PROBLEM STATEMENT: Gather every line below that contains the string "ground", treating uppercase and lowercase as distinct.
* BEGIN DATASET ROWS *
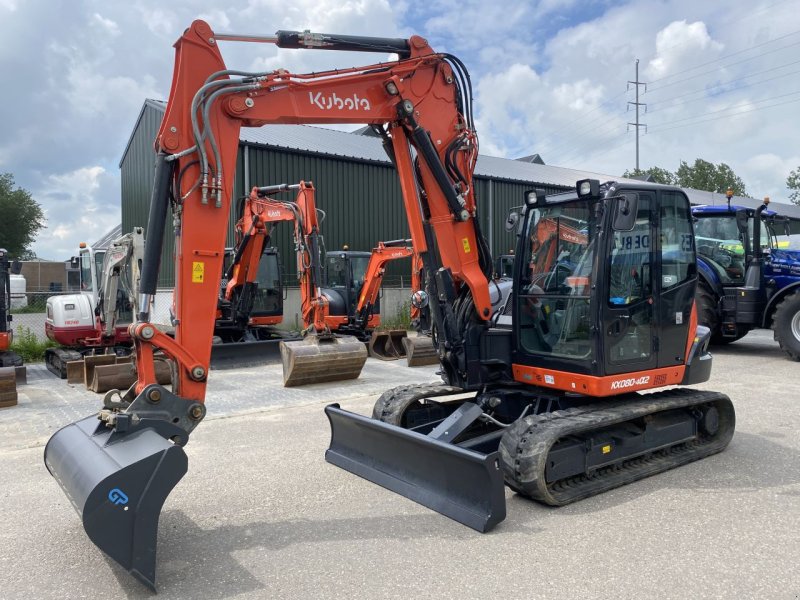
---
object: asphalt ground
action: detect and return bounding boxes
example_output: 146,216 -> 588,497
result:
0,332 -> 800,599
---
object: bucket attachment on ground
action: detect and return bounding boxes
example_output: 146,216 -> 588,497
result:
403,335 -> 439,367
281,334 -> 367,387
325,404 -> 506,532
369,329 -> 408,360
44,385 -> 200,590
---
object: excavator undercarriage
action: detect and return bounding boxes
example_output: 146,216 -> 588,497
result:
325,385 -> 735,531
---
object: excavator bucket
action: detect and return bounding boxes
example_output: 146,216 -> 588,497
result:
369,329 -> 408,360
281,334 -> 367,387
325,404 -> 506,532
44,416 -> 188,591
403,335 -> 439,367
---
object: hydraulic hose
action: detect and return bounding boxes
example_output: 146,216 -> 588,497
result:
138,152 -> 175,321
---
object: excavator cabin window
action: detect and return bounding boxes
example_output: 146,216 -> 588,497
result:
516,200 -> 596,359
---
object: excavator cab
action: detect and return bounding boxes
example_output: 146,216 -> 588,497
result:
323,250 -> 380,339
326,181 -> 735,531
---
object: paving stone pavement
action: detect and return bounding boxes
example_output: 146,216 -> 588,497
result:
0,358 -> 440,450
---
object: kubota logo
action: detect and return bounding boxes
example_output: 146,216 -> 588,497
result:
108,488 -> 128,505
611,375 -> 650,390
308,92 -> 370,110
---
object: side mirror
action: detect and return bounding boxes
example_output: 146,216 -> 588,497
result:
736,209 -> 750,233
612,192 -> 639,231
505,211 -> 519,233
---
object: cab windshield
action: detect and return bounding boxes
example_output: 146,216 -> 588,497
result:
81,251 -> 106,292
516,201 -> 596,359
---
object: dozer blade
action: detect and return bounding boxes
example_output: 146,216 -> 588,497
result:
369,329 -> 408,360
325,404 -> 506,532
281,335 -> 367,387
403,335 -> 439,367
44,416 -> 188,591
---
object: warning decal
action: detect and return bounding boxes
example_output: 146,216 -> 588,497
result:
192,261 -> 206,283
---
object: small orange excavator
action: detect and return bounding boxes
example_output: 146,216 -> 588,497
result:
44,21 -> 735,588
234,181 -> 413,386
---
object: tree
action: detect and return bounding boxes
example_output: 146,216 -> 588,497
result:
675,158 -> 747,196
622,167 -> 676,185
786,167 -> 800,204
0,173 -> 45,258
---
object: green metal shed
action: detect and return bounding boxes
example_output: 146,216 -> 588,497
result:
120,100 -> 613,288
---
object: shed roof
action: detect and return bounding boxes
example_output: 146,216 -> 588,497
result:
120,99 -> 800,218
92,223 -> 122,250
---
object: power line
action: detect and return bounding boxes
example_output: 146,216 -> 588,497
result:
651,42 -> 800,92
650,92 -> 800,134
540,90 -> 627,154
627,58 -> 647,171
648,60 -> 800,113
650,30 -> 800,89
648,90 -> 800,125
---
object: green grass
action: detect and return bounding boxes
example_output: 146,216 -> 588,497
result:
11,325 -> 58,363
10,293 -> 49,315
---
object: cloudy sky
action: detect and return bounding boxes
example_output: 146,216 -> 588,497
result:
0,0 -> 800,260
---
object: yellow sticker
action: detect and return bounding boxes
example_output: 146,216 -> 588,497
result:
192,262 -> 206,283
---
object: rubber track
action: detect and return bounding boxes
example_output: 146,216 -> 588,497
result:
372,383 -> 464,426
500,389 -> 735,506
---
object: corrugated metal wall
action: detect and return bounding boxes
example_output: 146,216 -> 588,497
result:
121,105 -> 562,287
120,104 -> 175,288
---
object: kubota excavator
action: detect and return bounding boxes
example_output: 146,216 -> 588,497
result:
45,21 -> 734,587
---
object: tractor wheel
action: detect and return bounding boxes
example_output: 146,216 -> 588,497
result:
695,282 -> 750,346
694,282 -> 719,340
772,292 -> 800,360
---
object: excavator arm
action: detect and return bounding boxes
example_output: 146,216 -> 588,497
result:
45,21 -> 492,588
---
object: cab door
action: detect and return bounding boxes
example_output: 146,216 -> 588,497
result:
* END DATASET ROWS *
THE ANSWER:
object: asphalt ground
object: bucket attachment on ground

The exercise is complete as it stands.